Coordinate annotation records

________________________________________

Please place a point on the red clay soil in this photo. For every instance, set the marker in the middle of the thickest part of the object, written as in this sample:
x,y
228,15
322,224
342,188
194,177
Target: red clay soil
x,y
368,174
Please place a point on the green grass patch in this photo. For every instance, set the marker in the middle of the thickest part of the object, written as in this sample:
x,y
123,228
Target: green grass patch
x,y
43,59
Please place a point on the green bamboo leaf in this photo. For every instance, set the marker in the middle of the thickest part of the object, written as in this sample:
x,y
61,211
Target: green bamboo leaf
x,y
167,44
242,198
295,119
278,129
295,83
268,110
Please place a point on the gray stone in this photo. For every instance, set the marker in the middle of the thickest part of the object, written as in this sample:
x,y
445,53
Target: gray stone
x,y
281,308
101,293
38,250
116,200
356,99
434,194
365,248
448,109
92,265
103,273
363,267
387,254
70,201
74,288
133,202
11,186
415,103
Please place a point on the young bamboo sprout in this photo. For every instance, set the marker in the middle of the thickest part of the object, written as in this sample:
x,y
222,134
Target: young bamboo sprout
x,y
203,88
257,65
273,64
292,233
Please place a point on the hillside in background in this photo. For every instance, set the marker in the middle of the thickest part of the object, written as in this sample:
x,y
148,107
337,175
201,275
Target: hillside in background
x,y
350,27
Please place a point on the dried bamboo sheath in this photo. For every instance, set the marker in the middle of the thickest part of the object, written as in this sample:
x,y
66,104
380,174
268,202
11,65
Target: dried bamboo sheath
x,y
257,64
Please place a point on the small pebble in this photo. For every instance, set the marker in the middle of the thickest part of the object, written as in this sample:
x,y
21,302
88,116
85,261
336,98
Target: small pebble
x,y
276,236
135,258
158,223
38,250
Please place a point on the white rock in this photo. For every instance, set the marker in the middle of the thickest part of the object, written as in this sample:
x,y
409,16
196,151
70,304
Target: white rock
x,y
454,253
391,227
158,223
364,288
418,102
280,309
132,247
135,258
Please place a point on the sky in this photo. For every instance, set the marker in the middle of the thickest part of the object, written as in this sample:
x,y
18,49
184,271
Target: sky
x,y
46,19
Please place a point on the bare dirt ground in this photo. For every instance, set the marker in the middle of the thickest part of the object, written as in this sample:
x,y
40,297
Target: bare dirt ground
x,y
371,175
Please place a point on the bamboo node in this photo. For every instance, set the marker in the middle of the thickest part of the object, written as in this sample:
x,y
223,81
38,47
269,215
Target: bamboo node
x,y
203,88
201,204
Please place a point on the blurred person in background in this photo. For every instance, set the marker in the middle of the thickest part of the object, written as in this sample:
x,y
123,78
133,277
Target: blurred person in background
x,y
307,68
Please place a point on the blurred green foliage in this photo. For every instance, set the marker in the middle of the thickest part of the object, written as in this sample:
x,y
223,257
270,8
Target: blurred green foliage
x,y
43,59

________________________________________

**PROBLEM REQUIREMENTS**
Reproduce everything from the line containing "Please place a point on the blurred person" down to the end of the records, both ends included, keeping the requests and their sample values unchanged. Scale every answer coordinate by 1.55 and round it to a whole number, with halves rounded up.

**SOLUTION BELOW**
Please place a point on the blurred person in background in this photo. For every instance, set the marker in the middle of the thickest part of the object, written as in this sample:
x,y
123,78
133,277
Target: blurred person in background
x,y
476,105
Please place a point on the blurred green foliage in this photo. For every instance, set the marker in the middle of the thickest part of the object, written as in this sample:
x,y
223,257
270,8
Target: blurred green foliage
x,y
67,91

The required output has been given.